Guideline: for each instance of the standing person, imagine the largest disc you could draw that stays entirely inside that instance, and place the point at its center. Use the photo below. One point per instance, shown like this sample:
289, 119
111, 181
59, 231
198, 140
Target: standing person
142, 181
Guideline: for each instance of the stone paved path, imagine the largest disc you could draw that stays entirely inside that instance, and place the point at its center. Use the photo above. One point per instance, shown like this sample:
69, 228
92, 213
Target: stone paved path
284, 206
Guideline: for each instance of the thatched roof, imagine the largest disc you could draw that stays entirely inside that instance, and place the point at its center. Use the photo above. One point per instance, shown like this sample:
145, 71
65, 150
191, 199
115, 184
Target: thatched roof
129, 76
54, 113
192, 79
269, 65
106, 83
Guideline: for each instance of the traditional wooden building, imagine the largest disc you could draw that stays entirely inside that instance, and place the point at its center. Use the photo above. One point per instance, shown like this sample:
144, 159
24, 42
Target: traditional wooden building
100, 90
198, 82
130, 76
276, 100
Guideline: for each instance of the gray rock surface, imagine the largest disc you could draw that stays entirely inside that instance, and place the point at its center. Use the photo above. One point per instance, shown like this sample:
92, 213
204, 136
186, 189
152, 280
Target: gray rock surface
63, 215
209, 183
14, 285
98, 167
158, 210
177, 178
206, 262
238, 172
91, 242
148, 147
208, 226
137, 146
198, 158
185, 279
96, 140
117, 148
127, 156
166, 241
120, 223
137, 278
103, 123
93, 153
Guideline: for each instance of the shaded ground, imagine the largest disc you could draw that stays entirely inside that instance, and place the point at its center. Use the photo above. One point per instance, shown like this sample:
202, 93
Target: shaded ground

▶ _Written exercise_
Retype the entries one by one, exactly.

▶ _Task response_
Guideline: for each instance of the standing person, imagine the largest disc you could draw that stays entirely inside that instance, and place the point at its center. Use the photo below. One point per instance, shown like this sample:
289, 119
111, 181
59, 231
198, 140
Target: standing person
142, 181
Guideline: for each instance of the stone paved path, imagine the largest disc you could draw that stays entirely inside that instance, and place the point at its center. Use the photo above. One point per instance, shown like this sample:
69, 228
92, 213
Target: stone paved path
284, 206
Guideline: for each instance of the thatched roof, imagine the largest disc you could draw that stays entirely inside that instance, and place the point at its center. Use the photo above. One point per instance, shown like this sample:
145, 71
65, 150
191, 199
115, 184
Target: thatched roof
129, 76
54, 113
192, 79
269, 65
106, 83
Guideline: for each instance of the traditional wooden building, imagine the largest disc you could draw that stays entirely inside that instance, and place the point at its center. Use the photo above. One point per instance, shown like this sample:
144, 159
24, 42
Target: traditional wooden building
100, 90
198, 82
130, 76
276, 100
Guideline: for each instance of the gray rock surface, imagine the largest disc you could draw that stays entirely inside that instance, and place the point at its center. Use the photo above. One point per instance, shown like this sample:
92, 213
204, 136
186, 189
152, 280
Target: gray rock surface
63, 215
209, 183
14, 285
98, 167
158, 210
177, 178
206, 262
238, 172
91, 242
148, 147
208, 226
137, 146
198, 158
185, 279
96, 140
117, 148
127, 156
166, 241
120, 223
137, 278
103, 123
93, 153
Guideline: for each instance of the shaded ground, imagine the largest disc you could draw that stays entirely inside that instance, and place the point at its center. Use the photo above. One point per instance, shown like this sample:
202, 93
Target: shaded ground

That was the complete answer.